Segment Start: Text block
Mountain Battles is a terrific record. It’s mostly pretty chilled, but so was Title TK, which was also exceptional. Some have criticized The Breeders' post-Last Splash material as underwhelming, but I was admittedly floored the first time I heard Title TK’s “The She” and “Forced To Drive.” Still, I do sense that The Breeders/Kim aren’t necessarily creatively firing on all cylinders. Even more so, I get the feeling that their particular brand of songwriting would have benefited from a more exhaustive approach. But life happens, so I don’t want to go there. Who knows why we get so few Breeders albums. I’d have loved it if Kim was inspired enough by GBV to go whole hog and manage even a quarter of their recorded output, but it didn’t go that way. Oh well. There’s a new album, and it's most certainly cause to celebrate.

I’ll get the missteps outta the way. The aforementioned “Bang On” is amusing but slight in terms of songwriting -- it’s over before you know it. And even though it features a winsome little Dinosaur guitar hook, “It’s The Love” is limp and inane. Meanwhile, “Walk It Off,” the vocals to which were heard in the Pixies documentary LoudQuietLoud, is reminiscent of the whole early-’90s “Alternative” period. While being somewhat instantly appealing for Deal freaks like myself who are more than content to hear her sultry coo on some straight-ahead garage slop, it’s a little like grunge-fer-dummies.
Segment End: Text block
Segment Start: Extracted entries
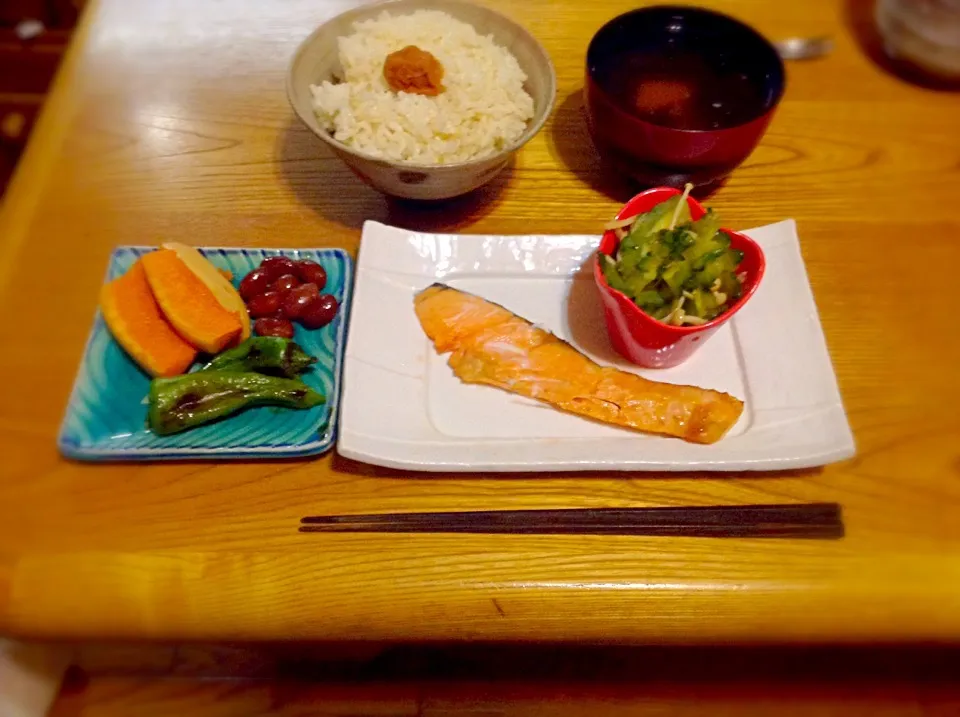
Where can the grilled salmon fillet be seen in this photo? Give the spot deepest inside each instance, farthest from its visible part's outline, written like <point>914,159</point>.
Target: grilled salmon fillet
<point>490,345</point>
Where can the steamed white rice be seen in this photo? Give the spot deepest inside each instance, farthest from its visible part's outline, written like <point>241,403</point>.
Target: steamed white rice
<point>483,109</point>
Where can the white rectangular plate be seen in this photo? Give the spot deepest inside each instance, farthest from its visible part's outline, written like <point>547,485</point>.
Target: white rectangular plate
<point>402,406</point>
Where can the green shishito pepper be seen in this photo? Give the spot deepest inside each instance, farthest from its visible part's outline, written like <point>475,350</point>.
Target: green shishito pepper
<point>187,401</point>
<point>265,354</point>
<point>676,270</point>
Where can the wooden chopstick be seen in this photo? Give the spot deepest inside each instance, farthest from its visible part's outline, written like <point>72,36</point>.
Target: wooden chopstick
<point>801,520</point>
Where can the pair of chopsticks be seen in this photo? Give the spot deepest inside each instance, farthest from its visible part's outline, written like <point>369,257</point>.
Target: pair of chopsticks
<point>802,520</point>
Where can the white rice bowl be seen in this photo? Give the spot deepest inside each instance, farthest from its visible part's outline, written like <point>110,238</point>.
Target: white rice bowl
<point>483,109</point>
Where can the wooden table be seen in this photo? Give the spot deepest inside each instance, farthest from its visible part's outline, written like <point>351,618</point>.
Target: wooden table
<point>169,121</point>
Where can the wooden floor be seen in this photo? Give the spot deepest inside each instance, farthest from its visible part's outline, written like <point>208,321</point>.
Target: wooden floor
<point>515,682</point>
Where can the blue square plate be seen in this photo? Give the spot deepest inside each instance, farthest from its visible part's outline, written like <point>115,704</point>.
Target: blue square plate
<point>107,412</point>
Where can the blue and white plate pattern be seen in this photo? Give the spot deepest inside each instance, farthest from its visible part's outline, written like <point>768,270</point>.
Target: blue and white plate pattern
<point>106,415</point>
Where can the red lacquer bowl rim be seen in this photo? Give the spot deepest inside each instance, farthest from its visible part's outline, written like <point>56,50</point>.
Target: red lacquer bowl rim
<point>630,209</point>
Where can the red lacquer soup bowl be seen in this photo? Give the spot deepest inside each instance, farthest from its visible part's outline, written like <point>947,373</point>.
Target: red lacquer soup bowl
<point>644,340</point>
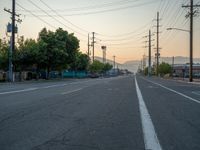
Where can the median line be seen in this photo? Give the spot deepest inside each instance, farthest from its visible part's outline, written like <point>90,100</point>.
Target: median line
<point>179,93</point>
<point>18,91</point>
<point>150,137</point>
<point>72,91</point>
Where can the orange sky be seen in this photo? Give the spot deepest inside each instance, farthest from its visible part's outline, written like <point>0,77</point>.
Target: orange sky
<point>120,25</point>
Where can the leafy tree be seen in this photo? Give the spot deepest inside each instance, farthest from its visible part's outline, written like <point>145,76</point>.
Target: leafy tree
<point>96,66</point>
<point>26,55</point>
<point>99,67</point>
<point>164,68</point>
<point>82,62</point>
<point>57,48</point>
<point>107,67</point>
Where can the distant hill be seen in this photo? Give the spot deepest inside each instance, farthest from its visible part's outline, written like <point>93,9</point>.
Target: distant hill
<point>132,65</point>
<point>107,60</point>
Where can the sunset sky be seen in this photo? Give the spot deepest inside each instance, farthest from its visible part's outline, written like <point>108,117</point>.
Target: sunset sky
<point>119,24</point>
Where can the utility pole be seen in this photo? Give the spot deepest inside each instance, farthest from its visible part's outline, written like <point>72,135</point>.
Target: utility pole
<point>157,47</point>
<point>172,65</point>
<point>13,30</point>
<point>114,61</point>
<point>149,49</point>
<point>88,45</point>
<point>191,15</point>
<point>93,46</point>
<point>104,54</point>
<point>149,69</point>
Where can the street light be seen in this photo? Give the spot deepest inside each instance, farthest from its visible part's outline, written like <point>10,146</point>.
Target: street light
<point>191,52</point>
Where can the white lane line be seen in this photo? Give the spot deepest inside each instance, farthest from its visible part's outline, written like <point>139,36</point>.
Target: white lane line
<point>190,98</point>
<point>55,85</point>
<point>18,91</point>
<point>73,91</point>
<point>150,137</point>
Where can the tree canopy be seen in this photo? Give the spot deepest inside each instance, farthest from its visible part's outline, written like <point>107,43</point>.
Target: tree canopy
<point>57,50</point>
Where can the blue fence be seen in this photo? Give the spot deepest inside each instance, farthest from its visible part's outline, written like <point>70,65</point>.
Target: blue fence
<point>74,74</point>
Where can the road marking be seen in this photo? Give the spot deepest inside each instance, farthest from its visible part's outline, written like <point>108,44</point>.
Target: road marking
<point>196,92</point>
<point>18,91</point>
<point>190,98</point>
<point>73,91</point>
<point>55,85</point>
<point>150,138</point>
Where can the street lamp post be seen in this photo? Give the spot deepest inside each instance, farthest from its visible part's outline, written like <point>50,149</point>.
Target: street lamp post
<point>191,51</point>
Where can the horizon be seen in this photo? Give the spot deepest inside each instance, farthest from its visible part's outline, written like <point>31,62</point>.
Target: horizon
<point>119,26</point>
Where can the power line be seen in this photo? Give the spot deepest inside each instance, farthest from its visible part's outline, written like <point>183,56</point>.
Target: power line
<point>62,16</point>
<point>103,11</point>
<point>99,6</point>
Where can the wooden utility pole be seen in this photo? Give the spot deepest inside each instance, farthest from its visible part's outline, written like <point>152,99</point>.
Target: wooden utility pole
<point>191,15</point>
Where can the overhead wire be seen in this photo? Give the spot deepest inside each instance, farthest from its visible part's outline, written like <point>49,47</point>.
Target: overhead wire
<point>63,17</point>
<point>108,10</point>
<point>56,19</point>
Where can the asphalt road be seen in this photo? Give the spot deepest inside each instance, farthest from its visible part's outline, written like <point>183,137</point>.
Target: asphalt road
<point>121,113</point>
Segment End: Extracted entries
▶ [Description of the task]
Copy everything from "Mountain Battles is" down to "cause to celebrate." in the Breeders passage, changing "Kim" to "Kim Deal". The rows have nothing to do with the Breeders passage.

▶ [Result of this task]
Mountain Battles is a terrific record. It’s mostly pretty chilled, but so was Title TK, which was also exceptional. Some have criticized The Breeders' post-Last Splash material as underwhelming, but I was admittedly floored the first time I heard Title TK’s “The She” and “Forced To Drive.” Still, I do sense that The Breeders/Kim Deal aren’t necessarily creatively firing on all cylinders. Even more so, I get the feeling that their particular brand of songwriting would have benefited from a more exhaustive approach. But life happens, so I don’t want to go there. Who knows why we get so few Breeders albums. I’d have loved it if Kim Deal was inspired enough by GBV to go whole hog and manage even a quarter of their recorded output, but it didn’t go that way. Oh well. There’s a new album, and it's most certainly cause to celebrate.